• [SELECTED PASSAGE]
I’ve recently come across product managers (PMs) who are using Claude Code for PM tasks like document review. This interested me because I assumed that Claud Code was optimized for, well, code.
It turns out that despite the name, Claude Code is just the CLI version of Claude for desktop. It works a little differently than the desktop version and has some nifty features that the desktop version doesn’t have. It turns out that it’s pretty darn useful for doing PM work. I find this fascinating because you would think that Anthropic would add those features to the desktop product. Perhaps they’re working on it?
There are two key features that really interest me in Claude Code. One is the /init feature. As I’ve discussed before, context is king when it comes to AI. Claude Code has a very nice feature that I’m shocked to find missing from most AI assistants. When you use Claude Code and issue the /init command, what happens is that it scans the directory you’re in and creates a Claude.md file:
The Claude.md file is basically instructions for what this directory is and what you want Claude to do. This way, you can set rules for Claude. The original intent was that you would use Git to grab a repo, have Claude Code scan the repo and then set rules like “always use React” or “conform to coding best practice Y” or some such. However, since the underlying Claude functionality is all there inside of Claude Code, you can use it for pretty much anything you like.
So, you could download all of your customer interview transcripts into a directory, have Claude Code read them and then ask questions about them. Very cool functionality for a PM. Since it sits on the Claude platform you can also use MCP to talk to external sources like Jira:
In this case, I connected it to Jira and asked it to review my current backlog and to create a new sprint focusing on the highest priority items. I gave it some basic requirements like security and customer impact. and told it to make a new sprint based on those criteria. It did a good job based on the criteria I gave it.
This type of stuff can consume endless hours of PM time so it’s interesting to me to see how much automation I can stuff into my toolchain. I’m not really interested in taking on a brand new toolchain—I already know how to use GitHub and Jira—but I’d like my AI assistant to get in there and do some of the grunt work. For me, this is key: AI should simply use the tools you already use and act as an extended member of your team. When AI does that, you get huge benefits because you don’t need to retool, you don’t need to retrain everyone and you instantly get benefits from the AI assistant.
The second key feature is that it can make API calls for you or use MCP servers to access products like Jira or Slack. I created an API token for my GitHub account and asked Claude Code to summarize the code changes to a project:
It was able to pretty accurately summarize the recent commits to this repo, something that’s super handy for PM to do, but not something we usually have time for. In the past, I would bug my eng team to see if feature X or Y checked into main or whatever. Now, I can just ask Claude to see if a PR got merged or if the test cases passed. Very handy and it cuts down on the amount of engineering time I consume with dumb questions.
While I’m pretty comfortable working at a command prompt, it’s not where I normally do my work. I’m usually using things like Slack instead.

• [STUDY MATERIAL]

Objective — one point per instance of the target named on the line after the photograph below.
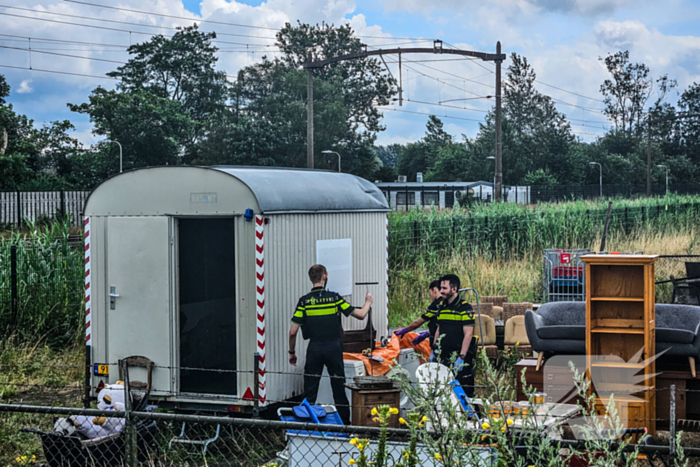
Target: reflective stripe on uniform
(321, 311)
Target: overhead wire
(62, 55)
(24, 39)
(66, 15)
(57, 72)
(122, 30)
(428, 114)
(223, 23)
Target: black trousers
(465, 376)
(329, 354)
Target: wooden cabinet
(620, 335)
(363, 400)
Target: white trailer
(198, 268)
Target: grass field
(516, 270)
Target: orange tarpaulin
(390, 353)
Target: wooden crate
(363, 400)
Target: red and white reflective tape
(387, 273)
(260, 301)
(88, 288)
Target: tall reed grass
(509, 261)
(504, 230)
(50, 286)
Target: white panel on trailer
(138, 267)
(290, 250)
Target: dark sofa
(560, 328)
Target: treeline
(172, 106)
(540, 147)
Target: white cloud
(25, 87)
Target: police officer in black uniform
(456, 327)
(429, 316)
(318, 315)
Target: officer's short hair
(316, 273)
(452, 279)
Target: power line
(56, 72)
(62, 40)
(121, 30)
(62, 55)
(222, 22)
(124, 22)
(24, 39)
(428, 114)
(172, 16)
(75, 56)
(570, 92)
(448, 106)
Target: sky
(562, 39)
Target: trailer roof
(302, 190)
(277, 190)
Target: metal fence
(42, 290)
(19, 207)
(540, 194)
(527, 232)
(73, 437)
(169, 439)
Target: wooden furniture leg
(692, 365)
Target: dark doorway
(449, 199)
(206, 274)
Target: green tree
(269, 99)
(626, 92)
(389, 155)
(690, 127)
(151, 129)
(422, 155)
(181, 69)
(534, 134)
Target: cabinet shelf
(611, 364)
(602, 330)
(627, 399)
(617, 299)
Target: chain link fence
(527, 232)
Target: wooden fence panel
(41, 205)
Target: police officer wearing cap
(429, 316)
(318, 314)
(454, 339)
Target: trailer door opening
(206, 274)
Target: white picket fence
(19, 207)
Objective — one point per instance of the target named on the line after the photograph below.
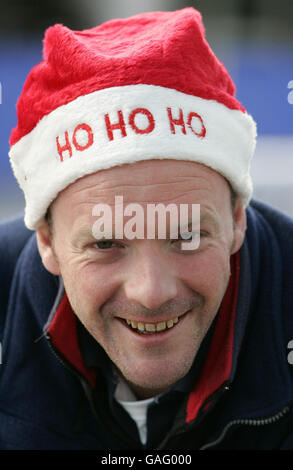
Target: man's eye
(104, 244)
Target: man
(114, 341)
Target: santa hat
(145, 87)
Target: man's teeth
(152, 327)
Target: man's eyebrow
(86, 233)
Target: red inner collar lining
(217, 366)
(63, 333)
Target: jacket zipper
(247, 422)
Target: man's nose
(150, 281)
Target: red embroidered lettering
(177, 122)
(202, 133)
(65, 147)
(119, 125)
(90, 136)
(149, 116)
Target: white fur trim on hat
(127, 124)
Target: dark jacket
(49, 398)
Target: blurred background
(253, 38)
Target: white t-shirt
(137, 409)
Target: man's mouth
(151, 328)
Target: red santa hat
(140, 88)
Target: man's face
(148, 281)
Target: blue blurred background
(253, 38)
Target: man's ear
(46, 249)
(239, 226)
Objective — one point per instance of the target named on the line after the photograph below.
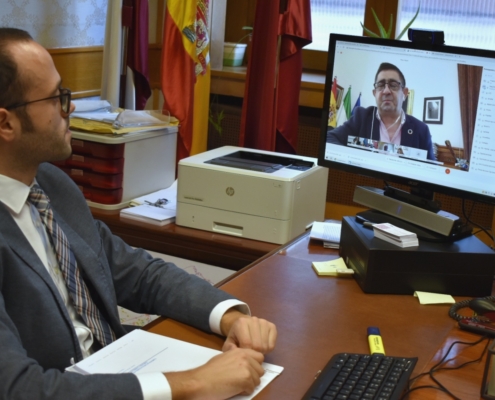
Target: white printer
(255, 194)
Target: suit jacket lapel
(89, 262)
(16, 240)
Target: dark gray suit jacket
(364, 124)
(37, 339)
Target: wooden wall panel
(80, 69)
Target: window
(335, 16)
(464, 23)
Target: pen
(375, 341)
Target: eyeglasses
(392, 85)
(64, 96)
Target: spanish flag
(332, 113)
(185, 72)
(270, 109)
* * *
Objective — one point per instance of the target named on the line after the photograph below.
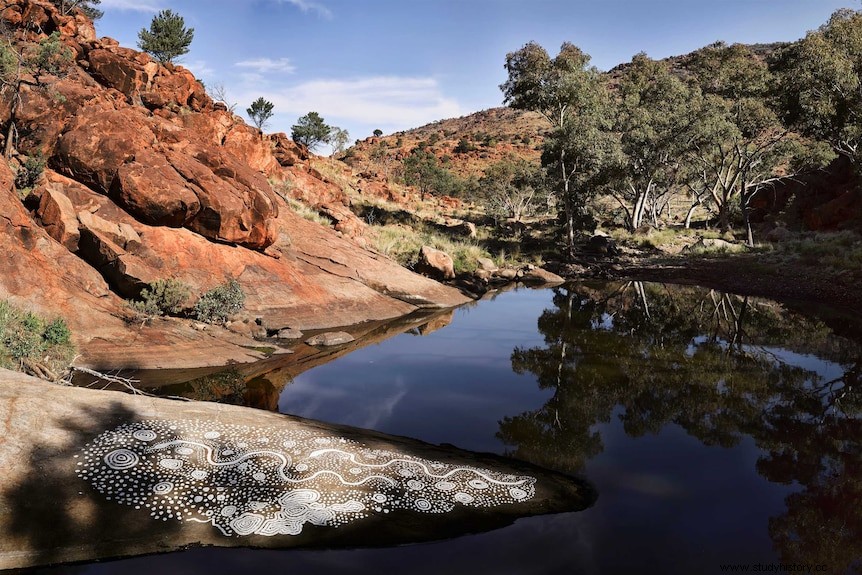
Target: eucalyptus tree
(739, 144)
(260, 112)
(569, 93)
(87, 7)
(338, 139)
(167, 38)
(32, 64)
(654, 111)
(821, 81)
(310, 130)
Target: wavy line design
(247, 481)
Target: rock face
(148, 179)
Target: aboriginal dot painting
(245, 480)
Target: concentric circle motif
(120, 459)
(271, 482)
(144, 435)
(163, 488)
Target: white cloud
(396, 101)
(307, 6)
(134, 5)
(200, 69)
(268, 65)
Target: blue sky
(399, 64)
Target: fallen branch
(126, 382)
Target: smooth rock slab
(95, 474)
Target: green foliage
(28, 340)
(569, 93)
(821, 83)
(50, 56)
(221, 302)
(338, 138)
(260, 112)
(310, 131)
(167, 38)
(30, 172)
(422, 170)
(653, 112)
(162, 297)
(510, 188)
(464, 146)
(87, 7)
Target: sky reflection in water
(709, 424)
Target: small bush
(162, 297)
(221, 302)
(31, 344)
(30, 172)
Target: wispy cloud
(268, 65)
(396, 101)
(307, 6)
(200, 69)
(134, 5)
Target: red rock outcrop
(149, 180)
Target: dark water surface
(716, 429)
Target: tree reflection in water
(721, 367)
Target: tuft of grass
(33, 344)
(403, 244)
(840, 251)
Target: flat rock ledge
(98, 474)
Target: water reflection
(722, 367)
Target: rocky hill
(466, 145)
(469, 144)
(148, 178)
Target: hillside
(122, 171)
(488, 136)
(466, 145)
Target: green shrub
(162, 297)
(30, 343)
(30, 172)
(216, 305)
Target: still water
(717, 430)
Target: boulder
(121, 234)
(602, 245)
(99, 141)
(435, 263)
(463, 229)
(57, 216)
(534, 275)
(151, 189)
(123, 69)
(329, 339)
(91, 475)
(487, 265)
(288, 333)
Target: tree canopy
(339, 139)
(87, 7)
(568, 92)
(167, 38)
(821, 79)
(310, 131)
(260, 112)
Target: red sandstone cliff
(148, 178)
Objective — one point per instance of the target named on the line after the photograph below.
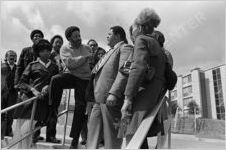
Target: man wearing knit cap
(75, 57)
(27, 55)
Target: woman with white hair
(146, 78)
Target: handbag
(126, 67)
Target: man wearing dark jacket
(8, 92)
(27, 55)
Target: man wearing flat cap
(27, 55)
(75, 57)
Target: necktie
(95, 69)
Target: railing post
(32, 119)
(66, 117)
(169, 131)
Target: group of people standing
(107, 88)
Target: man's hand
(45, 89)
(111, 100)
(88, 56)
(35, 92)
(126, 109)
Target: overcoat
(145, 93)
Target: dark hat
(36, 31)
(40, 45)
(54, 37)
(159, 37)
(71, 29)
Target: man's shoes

• [SET OF TASKS]
(A) According to the post on Claude Code for product managers, what file does the /init command create after scanning the directory?
(B) For each statement, say whether it agrees with the post on Claude Code for product managers, answering yes or no and quoting the words of the post that decide it: (i) The author connected Claude Code to Jira and had it build a new sprint. (ii) The author wants to take on a brand new toolchain. (iii) The author created an API token for a Slack account.
(C) Resume the post on Claude Code for product managers after its last sentence.

• [OUTPUTS IN ORDER]
(A) A Claude.md file.

(B)
(i) Yes: "I connected it to Jira and asked it to review my current backlog and to create a new sprint focusing on the highest priority items."
(ii) No: "I’m not really interested in taking on a brand new toolchain"
(iii) No: "I created an API token for my GitHub account"

(C)
It turns out that there is also a Slack integration:
https://github.com/mpociot/claude-code-slack-bot
However, this implementation is Mac only. Being a Windows user, I was a bit frustrated by this until I realized that I could just fix this myself using Claude Code. So, I forked the project to my GitHub account and asked Claude Code to fix the problem. After a bit of back and forth, I found that the original project had a couple of bugs which Claude Code also fixed. It took me a couple of hours (mostly because I’m not really a developer) but I got it working. I then asked Claude Code to write a PR so these changes could go upstream to the open source version:
This is not something I could have done on my own. In fact, in all my years working on open source (my first open source project was OpenStack in 2010), this is the very first code I have ever attempted to upstream. I have written PRs before but always for things like doc bugs or other non-code items.
With the Slack integration working, Claude Code is simply another team member on Slack, doing things I ask. Note that it is running on my Windows machine now:
Of course, you can combine these actions. Let’s say you wanted it to implement a specific Jira ticket. In this case, I asked Claude Code to take a specific Jira ticket, look at the code base and write a plan about how that ticket could be implemented:
Now I can take this plan and discuss it with my engineering team. Does this plan make sense? Does it break things? And so on.
Of course, I can also have Claude Code just do the work. After approving the plan, I had it open the PR directly via the GitHub integration:
Unsurprisingly, Claude Code is really good at creating a PR and making the change. It talks to Git natively and correctly creates a branch, commits changes, and so on. Since this is the original purpose of Claude Code, that’s not terribly surprising.
In summary, if you’re willing to put up with a command line interface, you can pretty easily build a custom AI assistant for your project that talks to Jira, Git, Slack or whatever you want and does work across those platforms. Note that I didn’t write any code here, I just gave Claude Code instructions and it did the work.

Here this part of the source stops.